EXERCISE BRIEF: Copy the listing below word for word, starting at its first line and ending with the line that contains "109 30 L 117".

————

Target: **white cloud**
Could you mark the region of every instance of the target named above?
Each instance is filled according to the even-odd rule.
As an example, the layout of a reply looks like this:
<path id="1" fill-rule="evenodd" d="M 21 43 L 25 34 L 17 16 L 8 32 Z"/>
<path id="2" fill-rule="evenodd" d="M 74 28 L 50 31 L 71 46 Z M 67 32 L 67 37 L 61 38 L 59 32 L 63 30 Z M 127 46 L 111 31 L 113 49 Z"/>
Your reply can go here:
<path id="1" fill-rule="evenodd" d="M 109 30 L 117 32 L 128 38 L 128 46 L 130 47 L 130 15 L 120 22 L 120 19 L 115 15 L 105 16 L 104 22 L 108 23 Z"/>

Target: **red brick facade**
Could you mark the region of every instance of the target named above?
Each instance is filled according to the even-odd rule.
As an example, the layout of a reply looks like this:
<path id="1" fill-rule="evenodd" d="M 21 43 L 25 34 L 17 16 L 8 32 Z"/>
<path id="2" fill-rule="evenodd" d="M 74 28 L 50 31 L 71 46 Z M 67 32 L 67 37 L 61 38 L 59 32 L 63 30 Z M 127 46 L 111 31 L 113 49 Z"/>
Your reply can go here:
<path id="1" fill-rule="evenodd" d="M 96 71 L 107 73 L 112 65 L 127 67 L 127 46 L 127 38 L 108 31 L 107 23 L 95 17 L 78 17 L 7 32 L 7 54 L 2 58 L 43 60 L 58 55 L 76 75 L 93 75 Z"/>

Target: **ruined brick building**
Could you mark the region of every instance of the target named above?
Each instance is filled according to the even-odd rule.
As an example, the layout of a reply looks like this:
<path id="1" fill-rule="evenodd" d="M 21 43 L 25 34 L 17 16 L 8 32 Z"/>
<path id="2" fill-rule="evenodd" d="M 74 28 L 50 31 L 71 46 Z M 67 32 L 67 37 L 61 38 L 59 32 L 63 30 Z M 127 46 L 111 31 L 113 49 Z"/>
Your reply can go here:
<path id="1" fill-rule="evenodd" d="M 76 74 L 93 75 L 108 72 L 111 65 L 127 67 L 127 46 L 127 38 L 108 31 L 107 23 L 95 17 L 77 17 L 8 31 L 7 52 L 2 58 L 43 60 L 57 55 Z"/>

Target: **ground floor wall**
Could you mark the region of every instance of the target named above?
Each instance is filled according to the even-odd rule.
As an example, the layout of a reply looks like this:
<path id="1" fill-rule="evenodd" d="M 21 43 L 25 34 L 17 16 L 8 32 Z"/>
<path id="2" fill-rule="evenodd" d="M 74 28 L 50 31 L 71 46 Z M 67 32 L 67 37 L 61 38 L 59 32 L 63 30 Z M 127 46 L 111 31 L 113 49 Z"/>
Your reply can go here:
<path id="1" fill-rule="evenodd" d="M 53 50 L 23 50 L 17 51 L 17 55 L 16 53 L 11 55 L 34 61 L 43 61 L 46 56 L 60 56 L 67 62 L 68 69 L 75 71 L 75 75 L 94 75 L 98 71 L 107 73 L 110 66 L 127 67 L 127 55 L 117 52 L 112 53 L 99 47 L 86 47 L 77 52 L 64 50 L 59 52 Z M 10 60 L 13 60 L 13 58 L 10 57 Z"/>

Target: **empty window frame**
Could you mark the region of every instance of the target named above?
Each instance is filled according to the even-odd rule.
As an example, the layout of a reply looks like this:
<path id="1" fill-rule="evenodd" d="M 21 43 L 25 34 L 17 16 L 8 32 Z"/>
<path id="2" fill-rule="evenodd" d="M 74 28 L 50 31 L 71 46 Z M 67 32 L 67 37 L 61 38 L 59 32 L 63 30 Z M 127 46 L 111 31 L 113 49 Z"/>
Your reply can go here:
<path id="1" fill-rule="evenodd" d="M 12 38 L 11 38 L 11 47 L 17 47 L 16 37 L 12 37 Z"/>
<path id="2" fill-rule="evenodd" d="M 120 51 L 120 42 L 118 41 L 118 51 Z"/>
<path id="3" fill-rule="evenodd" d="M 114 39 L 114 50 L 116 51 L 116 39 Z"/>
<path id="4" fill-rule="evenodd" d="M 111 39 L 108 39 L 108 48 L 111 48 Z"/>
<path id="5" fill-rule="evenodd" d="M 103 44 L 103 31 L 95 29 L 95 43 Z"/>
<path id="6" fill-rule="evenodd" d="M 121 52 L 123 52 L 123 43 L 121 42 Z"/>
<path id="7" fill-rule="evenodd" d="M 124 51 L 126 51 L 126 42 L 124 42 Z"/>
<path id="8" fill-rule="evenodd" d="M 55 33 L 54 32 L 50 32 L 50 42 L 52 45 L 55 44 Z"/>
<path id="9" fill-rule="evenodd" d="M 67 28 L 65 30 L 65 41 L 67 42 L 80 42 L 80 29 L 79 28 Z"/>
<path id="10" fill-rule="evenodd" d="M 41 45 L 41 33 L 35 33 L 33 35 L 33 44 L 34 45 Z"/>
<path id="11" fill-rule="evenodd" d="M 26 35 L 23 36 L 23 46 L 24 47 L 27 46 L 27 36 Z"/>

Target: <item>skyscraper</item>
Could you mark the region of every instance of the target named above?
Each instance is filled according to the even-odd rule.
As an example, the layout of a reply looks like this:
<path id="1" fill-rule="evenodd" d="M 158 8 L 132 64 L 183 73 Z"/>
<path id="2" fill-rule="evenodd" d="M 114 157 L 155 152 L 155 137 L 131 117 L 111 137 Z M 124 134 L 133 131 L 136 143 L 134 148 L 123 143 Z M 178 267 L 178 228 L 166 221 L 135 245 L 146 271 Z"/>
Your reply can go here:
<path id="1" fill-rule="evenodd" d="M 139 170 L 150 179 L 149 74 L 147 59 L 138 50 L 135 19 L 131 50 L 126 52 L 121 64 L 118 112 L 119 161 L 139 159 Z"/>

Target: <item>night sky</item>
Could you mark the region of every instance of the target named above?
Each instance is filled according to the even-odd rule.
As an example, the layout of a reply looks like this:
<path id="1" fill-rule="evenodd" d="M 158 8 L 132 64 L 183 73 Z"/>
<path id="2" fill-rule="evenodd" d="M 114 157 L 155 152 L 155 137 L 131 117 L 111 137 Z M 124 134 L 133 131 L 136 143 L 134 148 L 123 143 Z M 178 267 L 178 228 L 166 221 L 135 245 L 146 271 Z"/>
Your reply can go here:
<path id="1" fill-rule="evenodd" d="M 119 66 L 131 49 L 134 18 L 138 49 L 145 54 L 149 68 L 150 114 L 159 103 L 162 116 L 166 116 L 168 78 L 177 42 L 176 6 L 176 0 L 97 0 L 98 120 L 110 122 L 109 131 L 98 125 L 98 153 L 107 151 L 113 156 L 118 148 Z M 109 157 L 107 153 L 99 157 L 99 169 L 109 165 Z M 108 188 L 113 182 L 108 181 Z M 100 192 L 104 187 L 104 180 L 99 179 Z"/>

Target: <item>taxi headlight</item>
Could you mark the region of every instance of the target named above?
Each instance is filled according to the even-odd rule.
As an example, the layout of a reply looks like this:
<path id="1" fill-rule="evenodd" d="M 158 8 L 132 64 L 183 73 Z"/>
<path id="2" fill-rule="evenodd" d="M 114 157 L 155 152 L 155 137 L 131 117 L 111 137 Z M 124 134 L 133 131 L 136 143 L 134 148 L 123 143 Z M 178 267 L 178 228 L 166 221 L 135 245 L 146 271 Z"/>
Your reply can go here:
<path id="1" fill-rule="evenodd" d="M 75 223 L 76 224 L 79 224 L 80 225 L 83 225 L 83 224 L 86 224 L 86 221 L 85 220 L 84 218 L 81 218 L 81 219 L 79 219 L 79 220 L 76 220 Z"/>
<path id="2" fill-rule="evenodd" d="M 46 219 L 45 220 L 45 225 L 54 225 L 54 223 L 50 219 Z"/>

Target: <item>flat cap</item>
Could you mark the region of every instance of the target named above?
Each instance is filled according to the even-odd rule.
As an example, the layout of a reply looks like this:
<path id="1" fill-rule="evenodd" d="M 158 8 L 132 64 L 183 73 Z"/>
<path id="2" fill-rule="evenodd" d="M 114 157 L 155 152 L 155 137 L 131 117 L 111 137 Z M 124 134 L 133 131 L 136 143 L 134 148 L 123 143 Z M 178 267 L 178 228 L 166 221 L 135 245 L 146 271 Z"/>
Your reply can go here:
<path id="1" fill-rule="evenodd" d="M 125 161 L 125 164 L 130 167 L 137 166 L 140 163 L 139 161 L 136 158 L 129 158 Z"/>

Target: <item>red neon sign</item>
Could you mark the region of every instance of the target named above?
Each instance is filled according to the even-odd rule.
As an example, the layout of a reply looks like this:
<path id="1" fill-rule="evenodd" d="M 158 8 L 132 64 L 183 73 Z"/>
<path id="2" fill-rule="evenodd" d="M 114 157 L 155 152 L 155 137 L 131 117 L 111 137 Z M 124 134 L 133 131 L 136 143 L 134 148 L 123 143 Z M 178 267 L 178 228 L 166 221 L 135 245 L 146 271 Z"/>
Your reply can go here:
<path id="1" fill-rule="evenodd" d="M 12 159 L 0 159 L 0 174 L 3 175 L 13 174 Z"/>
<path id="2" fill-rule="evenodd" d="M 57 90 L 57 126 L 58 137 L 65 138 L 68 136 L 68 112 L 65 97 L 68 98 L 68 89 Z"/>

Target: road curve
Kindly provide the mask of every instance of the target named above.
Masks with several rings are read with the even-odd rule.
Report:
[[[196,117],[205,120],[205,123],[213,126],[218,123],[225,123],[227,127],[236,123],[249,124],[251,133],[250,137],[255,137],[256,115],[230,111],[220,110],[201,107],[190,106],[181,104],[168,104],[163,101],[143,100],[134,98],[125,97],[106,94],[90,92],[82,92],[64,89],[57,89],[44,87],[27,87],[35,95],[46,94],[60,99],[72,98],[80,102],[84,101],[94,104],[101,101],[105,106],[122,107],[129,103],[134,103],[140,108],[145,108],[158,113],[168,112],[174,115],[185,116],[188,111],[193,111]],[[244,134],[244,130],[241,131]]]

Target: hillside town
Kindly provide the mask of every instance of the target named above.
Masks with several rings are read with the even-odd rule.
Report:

————

THE RESULT:
Target: **white cloud**
Could you mark the region of every instance of the target named above?
Each instance is filled according to the even-odd rule.
As an example, the layout of a reply looks like this:
<path id="1" fill-rule="evenodd" d="M 21 43 L 25 34 L 17 16 L 8 32 Z"/>
<path id="2" fill-rule="evenodd" d="M 74 28 L 50 31 L 71 46 Z M 67 32 L 67 37 L 61 38 L 59 32 L 63 30 Z M 127 46 L 111 31 L 113 49 Z"/>
Your reply can go here:
<path id="1" fill-rule="evenodd" d="M 109 30 L 117 32 L 128 38 L 128 46 L 130 47 L 130 15 L 120 22 L 120 19 L 115 15 L 105 16 L 104 22 L 108 23 Z"/>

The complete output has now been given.